◆ **SOURCE**
Statistics point to over 90% of perpetrators of child sexual abuse being male. Of course, there is much we don't know about sexual abuse, in particular we don't know the whole story about the numbers of female perpetrators. We also don't know the whole story about male victims. But I want to focus here on women's experience of sexual violence. And while I am referring to child sexual abuse, I don't want to overlook the incidence of adult rape of women, date rape, marital rape, stranger rape. Statistics tell us that 44% of us will be raped at some time in our lives. Learning some of this untied the bow for me, but there was a knot under the bow — it was tight, hard to loosen.

However, the knot began to come apart when I considered that a child begins to form a concept of God through her early experience of parental care; that her developing spirituality is impacted by religious events and services, God language and images of God, CCD lessons, church school and bible study, prayer and preaching. All are permeated with male images, images that convey God as all-knowing and all-powerful, dominant, king and warrior.

And then I began to lay aside the wrapping on the package when I considered my own personal experience. I had come to understand that sexuality and spirituality were deeply and profoundly connected to one another, that they spring from the same source in my life. Sexual experience, giving birth, knowing the presence of God, all hold the potential for experiencing ecstasy; that is — being with, and in relation to, another: lover, child, God. Knowing intensely in my body, another life in union with my own.

Hearing the pain of incest survivors, knowing some of the theory relative to spiritual development, and considering my personal experience of the linkage between spirituality and sexuality — these have unwrapped for me the complete and utter silence of the Church on the subject of sexual violence. I question: How has it been possible for the Roman Catholic Church to ignore the incidence and effects of sexual violence? I had assumed that my church was about the business of promoting one’s relationship with God, but I came to ask how is even possible for incest survivors to come to know and experience God as Love in their lives? Is it possible? We say that God is love, but if God is imaged as male in language and ritual, in song and scripture, in prayer and preaching; if a child "births the living God" through her early experience of parental care; what happens for the untold millions of women in churches who, as children, have been sexually assaulted by their male parent? How do we begin to talk about an embodied spirituality when one out of three of us has been disconnected from living fully present in our body through the violation of sexual assault and the rest of us have at least experienced the disconnection from our bodies that is our heritage from living in a misogynist culture?

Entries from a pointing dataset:
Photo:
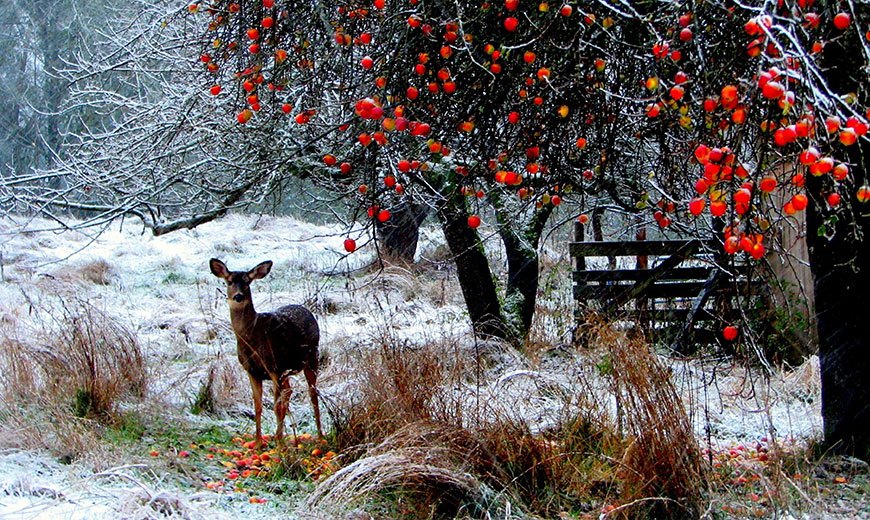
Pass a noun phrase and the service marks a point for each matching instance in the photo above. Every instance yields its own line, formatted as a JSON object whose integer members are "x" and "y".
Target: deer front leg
{"x": 257, "y": 390}
{"x": 311, "y": 377}
{"x": 282, "y": 400}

◆ **JOBS**
1 > Reproduce the passage on sexual violence and spirituality between "However, the knot" and "king and warrior.", inclusive.
2 > Answer these questions from the passage on sexual violence and spirituality.
(a) According to the statistics cited, what percentage of women will be raped at some time in their lives?
(b) Through what does a child begin to form a concept of God?
(c) Which church does the writer ask about ignoring the incidence and effects of sexual violence?
The records are not needed for what comes next.

◆ **SOLUTIONS IN ORDER**
1 >
However, the knot began to come apart when I considered that a child begins to form a concept of God through her early experience of parental care; that her developing spirituality is impacted by religious events and services, God language and images of God, CCD lessons, church school and bible study, prayer and preaching. All are permeated with male images, images that convey God as all-knowing and all-powerful, dominant, king and warrior.

2 >
(a) 44%
(b) Her early experience of parental care
(c) The Roman Catholic Church